**EXERCISE TASKS**
- A) Using the news roundup below, decide whether each statement agrees with it: (i) The Jeopardy appearance took place in 1997. (ii) The blood-monitoring implant has already received FDA approval. (iii) The implant gets its power from a battery patch on the skin. Answer yes or no for each and quote the words from the news roundup that settle it.
- B) List the headlines of all the individual news stories in the news roundup below.

===== TEXT SEGMENT

Morning Show Fun

by Mower on March 26, 2013

in Front Page News,Morning Show Fun

Lululemon Making It Difficult To Return Sheer Yoga Pants

Last week the yoga clothing retailer Lululemon recalled its black Luon yoga pants, saying the pants have an unacceptable “level of sheerness.” Now the company is reportedly asking customers to prove they have a pair of the faulty pants by putting them on in the store and bending over. One customer in Toronto wrote on Lululemon’s Facebook page, saying “The sales associate perused by butt in the dim lighting of the changing room and deemed them ‘not sheer.’ I felt degraded that this is how the recall is being handled.” Lululemon has released a statement saying the “bend over” test is not a standard company procedure, but Lululemon’s CEO, Christine Day, told Bloomberg.com: “The truth of the matter is the only way you can actually test for the issue is to put the pants on and bend over.” (Daily Mail)

Joseph Gordon-Levitt On Jeopardy

A video is making the rounds on the web showing a young Joseph Gordon-Levitt appearing on Jeopardy in 1997. In the clip, Joseph gets really excited for knowing the answer to a clue about The Catcher In The Rye.

New Medical Device May Alert You To Health Issues Via Text

A group of Swiss scientists have developed a tiny implant that is able to monitor your blood and send a message to your smartphone if it detects a problem. The scientists explain that it is able to transmit information to a smartphone via Bluetooth technology, and is even able to warn you if you’re about to have a heart attack. The device can also track other body data that is useful in monitoring health. The implant is powered via a battery patch that sits on the user’s skin. Experts point out this implant has yet to receive FDA approval, and has a few obvious flaws, such as not taking into account that cellphones do not always have service. (Fox News)


Mother Leaves Baby in Car While She Shops…  But, Hey, She Left A Note…

A photo being circulated around the Internet shows a baby locked inside a car at a New Zealand supermarket parking lot with a note that asks passers-by to call the mother if there is an issue. A witness told reporters, “[The note] was written from the baby’s perspective and it said, ‘My mum’s in doing the shopping, call her if I need anything’, and it had the cell phone number.” The witness said two other people who saw the note called the mother and waited until she came back. A spokeswoman for the national police said they will not pursue charges since none of the witnesses filed a formal complaint. The spokeswoman said, “We don’t know who the people are, we don’t know the phone number, we don’t know where to start. We would launch an investigation if we could but at this stage no one’s come forward.” Even if people came forward, a local police rep said the mother will likely not be charged. Senior Sergeant Justin Rakena explained, “[Incidences like this] need to be taken on their merits and often it’s a mom that’s run into a shop, for example, and is only away for five minutes. Absolutely [it should be reported to police], but it doesn’t mean to say we’d prosecute. I would suggest the majority of people in that situation aren’t prosecuted.”

==========
===== RAW DATA

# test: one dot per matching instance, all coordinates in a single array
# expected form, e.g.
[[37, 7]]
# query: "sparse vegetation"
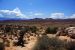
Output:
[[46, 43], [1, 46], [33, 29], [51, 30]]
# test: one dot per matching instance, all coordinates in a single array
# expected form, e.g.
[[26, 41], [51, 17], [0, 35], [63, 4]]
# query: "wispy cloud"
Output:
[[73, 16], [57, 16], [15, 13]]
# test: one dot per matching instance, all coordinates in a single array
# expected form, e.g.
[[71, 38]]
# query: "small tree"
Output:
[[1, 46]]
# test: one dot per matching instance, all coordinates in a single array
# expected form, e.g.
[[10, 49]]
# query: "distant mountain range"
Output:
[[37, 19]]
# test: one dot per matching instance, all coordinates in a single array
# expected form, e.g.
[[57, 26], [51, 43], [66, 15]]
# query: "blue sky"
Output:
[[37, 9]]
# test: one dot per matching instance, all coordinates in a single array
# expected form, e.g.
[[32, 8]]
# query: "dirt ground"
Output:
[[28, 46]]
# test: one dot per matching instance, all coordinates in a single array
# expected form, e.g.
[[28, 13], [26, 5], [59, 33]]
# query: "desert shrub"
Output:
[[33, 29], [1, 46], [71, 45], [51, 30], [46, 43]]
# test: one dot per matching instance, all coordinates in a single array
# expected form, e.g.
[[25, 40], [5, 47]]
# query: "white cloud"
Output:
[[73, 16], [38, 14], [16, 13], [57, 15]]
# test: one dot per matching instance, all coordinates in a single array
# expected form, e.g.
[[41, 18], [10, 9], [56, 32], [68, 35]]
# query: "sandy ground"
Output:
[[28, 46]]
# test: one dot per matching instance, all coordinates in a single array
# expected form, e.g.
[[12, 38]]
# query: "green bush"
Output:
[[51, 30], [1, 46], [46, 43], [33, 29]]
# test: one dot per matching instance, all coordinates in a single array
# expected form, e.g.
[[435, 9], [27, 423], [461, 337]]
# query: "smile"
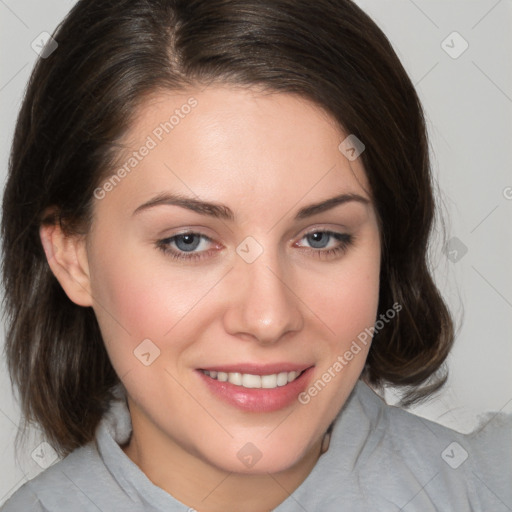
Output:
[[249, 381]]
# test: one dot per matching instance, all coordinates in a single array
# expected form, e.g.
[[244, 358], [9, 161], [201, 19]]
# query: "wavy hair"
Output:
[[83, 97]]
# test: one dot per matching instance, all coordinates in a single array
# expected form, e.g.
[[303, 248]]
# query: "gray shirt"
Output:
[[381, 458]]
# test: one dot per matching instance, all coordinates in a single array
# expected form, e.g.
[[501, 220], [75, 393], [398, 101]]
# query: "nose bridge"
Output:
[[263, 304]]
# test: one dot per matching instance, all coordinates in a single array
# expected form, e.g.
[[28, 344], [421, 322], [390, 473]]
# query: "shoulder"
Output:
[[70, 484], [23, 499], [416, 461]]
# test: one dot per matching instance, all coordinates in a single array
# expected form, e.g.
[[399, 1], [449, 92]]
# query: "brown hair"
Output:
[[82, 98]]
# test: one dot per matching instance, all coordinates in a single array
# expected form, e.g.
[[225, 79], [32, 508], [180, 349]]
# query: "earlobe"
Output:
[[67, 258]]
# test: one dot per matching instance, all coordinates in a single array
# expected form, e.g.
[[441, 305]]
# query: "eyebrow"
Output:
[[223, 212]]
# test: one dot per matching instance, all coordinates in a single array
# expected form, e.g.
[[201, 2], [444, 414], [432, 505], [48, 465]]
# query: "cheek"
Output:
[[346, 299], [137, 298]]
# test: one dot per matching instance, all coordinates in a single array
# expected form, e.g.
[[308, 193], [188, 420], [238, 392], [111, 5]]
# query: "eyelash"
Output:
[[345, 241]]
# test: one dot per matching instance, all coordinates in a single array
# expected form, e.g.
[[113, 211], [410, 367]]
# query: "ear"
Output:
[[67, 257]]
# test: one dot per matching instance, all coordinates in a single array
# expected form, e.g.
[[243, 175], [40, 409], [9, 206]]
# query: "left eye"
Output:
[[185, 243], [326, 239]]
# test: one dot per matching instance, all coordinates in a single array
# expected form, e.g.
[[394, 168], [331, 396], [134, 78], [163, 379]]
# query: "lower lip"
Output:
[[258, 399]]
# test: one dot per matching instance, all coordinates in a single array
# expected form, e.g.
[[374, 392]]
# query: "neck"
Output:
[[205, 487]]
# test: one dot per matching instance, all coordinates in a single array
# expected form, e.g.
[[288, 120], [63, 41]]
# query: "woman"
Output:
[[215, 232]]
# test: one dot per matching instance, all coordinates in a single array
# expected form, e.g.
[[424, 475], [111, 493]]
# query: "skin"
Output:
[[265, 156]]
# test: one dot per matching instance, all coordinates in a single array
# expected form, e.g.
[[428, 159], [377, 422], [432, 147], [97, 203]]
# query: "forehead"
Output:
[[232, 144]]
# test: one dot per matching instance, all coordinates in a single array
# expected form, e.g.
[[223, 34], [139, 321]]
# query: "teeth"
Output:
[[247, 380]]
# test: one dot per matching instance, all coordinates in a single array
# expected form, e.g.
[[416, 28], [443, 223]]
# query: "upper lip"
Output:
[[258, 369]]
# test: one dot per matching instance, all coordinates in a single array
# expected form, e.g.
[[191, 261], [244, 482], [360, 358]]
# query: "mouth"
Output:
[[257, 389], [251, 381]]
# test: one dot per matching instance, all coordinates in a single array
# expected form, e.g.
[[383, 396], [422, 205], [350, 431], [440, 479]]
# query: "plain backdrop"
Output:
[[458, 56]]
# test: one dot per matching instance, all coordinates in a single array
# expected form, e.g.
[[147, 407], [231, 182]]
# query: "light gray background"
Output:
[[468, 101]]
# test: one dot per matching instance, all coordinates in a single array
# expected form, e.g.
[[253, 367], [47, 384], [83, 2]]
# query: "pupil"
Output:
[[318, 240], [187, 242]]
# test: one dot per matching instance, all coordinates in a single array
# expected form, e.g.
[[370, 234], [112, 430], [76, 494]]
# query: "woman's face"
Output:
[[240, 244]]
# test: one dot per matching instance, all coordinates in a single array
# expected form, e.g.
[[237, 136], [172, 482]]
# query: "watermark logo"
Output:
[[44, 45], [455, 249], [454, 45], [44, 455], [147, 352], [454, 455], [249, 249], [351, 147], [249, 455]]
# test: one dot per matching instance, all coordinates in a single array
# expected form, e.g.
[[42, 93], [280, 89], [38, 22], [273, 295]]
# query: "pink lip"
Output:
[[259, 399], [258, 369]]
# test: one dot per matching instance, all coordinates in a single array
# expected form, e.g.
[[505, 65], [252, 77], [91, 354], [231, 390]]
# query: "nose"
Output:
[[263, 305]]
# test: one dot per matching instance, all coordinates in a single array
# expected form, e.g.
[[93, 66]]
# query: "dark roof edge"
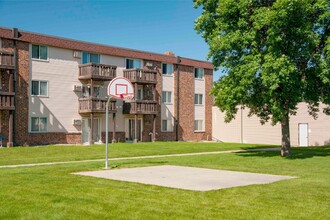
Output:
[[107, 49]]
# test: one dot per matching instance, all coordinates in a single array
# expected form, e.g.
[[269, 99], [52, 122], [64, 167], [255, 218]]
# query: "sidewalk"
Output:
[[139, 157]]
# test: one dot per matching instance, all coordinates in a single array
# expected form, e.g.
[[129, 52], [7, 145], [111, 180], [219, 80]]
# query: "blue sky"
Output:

==========

**SOLVED TASKS**
- A)
(i) Yes: "appearing on Jeopardy in 1997"
(ii) No: "this implant has yet to receive FDA approval"
(iii) Yes: "The implant is powered via a battery patch that sits on the user’s skin."

- B)
Lululemon Making It Difficult To Return Sheer Yoga Pants
Joseph Gordon-Levitt On Jeopardy
New Medical Device May Alert You To Health Issues Via Text
Mother Leaves Baby in Car While She Shops…  But, Hey, She Left A Note…